------ Information provided ------
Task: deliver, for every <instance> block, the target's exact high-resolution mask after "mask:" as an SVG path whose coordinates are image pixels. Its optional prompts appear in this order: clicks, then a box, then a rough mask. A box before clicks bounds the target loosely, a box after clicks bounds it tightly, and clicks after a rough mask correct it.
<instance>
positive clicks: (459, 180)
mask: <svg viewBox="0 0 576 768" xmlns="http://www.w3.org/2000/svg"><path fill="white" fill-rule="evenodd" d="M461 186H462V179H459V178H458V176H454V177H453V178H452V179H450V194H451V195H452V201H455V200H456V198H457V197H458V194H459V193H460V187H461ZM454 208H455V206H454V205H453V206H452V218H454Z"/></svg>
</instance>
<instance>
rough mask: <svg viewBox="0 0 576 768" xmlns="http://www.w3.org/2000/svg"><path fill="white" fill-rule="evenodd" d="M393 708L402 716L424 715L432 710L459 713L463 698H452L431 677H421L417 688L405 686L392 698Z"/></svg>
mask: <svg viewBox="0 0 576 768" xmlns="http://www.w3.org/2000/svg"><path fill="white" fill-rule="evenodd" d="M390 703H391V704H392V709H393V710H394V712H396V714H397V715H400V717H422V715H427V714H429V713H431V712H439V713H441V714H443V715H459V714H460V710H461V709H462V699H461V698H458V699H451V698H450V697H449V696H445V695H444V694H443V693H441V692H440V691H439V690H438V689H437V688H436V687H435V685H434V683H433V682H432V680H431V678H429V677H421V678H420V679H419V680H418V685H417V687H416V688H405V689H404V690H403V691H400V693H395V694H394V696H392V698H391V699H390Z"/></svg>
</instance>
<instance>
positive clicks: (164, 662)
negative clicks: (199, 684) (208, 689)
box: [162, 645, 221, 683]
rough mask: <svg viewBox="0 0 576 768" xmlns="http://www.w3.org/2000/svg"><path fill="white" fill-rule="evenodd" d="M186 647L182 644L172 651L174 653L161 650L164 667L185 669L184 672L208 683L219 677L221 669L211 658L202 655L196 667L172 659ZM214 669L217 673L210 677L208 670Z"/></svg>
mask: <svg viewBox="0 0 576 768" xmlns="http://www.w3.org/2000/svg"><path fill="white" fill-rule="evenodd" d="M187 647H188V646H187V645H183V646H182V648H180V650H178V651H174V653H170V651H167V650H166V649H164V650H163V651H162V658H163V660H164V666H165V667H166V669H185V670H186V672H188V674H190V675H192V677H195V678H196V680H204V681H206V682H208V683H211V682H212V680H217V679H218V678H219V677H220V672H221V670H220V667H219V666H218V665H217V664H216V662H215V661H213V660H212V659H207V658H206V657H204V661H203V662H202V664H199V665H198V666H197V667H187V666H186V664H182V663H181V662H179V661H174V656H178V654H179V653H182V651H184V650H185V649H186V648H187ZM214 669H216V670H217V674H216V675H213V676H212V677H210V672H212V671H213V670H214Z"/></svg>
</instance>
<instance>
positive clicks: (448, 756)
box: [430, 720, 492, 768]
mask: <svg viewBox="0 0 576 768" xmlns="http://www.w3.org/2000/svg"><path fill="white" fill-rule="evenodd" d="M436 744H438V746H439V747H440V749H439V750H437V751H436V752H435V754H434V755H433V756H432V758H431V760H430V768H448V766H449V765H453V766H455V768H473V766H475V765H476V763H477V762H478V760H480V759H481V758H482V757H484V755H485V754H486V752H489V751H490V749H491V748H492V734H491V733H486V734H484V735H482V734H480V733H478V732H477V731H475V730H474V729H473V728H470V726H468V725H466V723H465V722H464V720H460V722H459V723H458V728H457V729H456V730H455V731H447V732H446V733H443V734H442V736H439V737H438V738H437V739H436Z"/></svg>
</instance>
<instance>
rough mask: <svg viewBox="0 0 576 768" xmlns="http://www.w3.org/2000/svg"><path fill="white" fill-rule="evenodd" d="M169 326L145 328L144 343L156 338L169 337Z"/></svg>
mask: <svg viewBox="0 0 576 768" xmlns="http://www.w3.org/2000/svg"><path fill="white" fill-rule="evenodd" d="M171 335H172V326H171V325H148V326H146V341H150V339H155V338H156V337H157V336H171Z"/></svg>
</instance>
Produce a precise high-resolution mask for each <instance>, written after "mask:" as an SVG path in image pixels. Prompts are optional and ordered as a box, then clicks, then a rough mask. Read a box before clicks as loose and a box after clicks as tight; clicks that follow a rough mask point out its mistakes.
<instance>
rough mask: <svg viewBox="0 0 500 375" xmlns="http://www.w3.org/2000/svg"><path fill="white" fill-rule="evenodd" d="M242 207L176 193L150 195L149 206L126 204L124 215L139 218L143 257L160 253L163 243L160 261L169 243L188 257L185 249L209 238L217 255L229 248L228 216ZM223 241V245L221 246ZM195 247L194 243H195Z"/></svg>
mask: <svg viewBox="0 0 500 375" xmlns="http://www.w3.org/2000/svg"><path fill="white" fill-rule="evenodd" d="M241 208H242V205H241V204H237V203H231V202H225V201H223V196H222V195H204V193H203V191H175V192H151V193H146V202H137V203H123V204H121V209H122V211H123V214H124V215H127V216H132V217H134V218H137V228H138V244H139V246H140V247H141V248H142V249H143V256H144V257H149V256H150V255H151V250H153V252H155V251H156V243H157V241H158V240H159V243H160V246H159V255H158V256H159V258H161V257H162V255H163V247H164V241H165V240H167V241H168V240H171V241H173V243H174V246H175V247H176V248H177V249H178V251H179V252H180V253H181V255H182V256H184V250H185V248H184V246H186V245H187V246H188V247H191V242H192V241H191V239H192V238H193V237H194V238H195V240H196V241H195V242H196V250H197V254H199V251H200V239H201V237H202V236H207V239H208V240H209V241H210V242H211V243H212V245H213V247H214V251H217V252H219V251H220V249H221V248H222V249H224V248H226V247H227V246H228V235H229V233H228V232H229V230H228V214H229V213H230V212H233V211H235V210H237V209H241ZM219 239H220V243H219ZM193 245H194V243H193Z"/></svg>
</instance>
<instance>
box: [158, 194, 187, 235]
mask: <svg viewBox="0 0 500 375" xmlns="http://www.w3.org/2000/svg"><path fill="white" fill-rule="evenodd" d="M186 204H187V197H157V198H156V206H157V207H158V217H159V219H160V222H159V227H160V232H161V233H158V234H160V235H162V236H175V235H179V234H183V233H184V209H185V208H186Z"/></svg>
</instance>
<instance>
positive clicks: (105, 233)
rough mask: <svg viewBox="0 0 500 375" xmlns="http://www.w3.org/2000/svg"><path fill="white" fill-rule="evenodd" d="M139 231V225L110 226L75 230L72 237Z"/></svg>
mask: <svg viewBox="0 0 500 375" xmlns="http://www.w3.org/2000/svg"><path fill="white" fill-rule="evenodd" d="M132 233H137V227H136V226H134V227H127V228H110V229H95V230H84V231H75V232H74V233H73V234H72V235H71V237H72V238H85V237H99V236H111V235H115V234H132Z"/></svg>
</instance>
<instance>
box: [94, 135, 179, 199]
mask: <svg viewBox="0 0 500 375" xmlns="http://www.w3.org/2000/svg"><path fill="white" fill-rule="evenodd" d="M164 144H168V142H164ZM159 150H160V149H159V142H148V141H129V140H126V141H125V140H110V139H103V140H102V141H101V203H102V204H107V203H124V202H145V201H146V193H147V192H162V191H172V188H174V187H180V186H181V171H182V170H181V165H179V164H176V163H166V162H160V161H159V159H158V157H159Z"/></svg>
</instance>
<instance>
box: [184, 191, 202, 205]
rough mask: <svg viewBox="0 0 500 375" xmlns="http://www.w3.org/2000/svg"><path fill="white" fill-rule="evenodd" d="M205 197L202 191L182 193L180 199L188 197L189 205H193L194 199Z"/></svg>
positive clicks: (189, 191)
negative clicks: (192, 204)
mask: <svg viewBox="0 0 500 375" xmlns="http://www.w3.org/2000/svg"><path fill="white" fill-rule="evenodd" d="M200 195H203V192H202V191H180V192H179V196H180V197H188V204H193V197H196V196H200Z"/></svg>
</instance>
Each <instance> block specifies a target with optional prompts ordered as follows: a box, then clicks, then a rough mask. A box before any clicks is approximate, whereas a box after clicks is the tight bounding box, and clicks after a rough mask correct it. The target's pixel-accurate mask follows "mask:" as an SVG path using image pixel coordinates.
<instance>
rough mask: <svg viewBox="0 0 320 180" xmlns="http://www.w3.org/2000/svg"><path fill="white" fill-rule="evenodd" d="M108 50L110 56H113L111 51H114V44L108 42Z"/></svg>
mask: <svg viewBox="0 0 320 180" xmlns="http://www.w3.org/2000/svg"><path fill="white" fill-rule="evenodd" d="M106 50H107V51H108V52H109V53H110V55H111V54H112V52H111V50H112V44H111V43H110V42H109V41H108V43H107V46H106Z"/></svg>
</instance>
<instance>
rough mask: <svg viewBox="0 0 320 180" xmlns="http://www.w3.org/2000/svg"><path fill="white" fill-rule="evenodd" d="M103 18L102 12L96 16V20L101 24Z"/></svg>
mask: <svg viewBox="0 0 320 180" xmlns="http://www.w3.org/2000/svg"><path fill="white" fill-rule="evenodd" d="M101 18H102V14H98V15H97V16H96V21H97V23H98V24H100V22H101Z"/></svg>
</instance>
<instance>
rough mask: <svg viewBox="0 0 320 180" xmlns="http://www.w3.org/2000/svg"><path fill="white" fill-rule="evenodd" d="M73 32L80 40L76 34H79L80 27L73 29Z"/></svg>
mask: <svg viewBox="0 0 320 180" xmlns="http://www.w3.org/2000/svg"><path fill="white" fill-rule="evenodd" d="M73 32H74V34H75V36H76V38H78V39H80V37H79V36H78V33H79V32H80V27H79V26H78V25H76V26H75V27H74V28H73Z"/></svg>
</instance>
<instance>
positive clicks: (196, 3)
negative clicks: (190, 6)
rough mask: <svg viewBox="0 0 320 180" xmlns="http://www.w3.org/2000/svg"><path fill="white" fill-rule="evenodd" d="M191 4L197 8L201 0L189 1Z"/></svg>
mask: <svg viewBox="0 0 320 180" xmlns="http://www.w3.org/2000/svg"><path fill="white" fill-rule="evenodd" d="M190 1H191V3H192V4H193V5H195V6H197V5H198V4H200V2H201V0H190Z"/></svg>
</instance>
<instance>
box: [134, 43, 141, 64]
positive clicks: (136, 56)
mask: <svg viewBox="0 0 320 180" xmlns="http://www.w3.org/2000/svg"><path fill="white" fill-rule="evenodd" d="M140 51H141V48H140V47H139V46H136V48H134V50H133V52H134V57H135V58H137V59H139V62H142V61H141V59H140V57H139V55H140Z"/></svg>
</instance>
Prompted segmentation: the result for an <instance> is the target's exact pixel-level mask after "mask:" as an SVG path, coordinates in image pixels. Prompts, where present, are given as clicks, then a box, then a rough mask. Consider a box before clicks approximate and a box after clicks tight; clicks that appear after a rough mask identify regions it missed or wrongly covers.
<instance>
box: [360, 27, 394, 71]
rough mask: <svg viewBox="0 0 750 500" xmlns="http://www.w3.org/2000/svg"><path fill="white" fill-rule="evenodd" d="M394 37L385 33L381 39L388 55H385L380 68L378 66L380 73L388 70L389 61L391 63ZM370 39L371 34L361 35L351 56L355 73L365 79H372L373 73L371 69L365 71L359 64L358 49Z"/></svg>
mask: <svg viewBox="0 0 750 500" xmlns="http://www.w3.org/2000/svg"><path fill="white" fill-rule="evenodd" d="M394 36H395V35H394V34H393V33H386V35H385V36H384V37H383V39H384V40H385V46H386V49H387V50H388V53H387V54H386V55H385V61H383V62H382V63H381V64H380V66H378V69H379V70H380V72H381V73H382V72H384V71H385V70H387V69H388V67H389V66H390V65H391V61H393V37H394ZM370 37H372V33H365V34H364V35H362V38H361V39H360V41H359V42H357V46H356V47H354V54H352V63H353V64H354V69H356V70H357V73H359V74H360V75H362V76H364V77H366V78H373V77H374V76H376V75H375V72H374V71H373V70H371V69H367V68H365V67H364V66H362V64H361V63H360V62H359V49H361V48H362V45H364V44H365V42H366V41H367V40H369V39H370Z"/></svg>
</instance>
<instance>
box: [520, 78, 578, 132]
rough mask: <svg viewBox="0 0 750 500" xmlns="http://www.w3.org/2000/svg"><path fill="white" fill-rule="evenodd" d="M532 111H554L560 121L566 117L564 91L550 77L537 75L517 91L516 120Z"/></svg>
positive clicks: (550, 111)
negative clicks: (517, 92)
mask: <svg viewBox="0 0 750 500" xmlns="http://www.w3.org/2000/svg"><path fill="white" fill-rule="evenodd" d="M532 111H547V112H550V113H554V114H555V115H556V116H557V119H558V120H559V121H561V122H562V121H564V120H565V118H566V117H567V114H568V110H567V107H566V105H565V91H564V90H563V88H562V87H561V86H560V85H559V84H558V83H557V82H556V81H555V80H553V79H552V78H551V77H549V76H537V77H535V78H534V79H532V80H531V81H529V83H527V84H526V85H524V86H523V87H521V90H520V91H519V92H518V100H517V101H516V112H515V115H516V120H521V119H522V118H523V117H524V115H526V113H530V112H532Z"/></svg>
------
* What you need to do
Reproduce precisely, and with no line left out, each line from the top of the entries through the line that carries "box: [162, 645, 221, 683]".

* Worked solution
Task: deliver, for every <instance> block, the target's exact high-resolution mask after "mask:" as an SVG path whose coordinates are image pixels. Its optional prompts appear in this order: clicks, then a box, then a rough mask. A box before clicks bounds the target loosely, a box after clicks bounds it tightly, and clicks after a rough mask correct it.
<instance>
positive clicks: (459, 180)
mask: <svg viewBox="0 0 576 768" xmlns="http://www.w3.org/2000/svg"><path fill="white" fill-rule="evenodd" d="M461 186H462V179H459V178H458V176H454V177H453V178H452V179H450V194H451V195H452V201H455V200H456V198H457V197H458V194H459V193H460V187H461ZM454 208H455V206H454V205H453V206H452V218H454Z"/></svg>
</instance>
<instance>
rough mask: <svg viewBox="0 0 576 768" xmlns="http://www.w3.org/2000/svg"><path fill="white" fill-rule="evenodd" d="M393 708L402 716L424 715L432 710L459 713L463 698H452L431 677H421L417 688L405 686L392 698Z"/></svg>
mask: <svg viewBox="0 0 576 768" xmlns="http://www.w3.org/2000/svg"><path fill="white" fill-rule="evenodd" d="M390 703H391V704H392V709H393V710H394V712H396V714H397V715H400V717H422V715H427V714H429V713H431V712H439V713H441V714H443V715H459V714H460V710H461V709H462V699H461V698H458V699H451V698H450V697H449V696H445V695H444V694H443V693H441V692H440V691H439V690H438V689H437V688H436V687H435V685H434V683H433V682H432V680H431V678H429V677H421V678H420V679H419V680H418V685H417V687H416V688H405V689H404V690H403V691H400V693H395V694H394V696H392V698H391V699H390Z"/></svg>
</instance>
<instance>
positive clicks: (164, 662)
negative clicks: (199, 684) (208, 689)
box: [162, 645, 221, 683]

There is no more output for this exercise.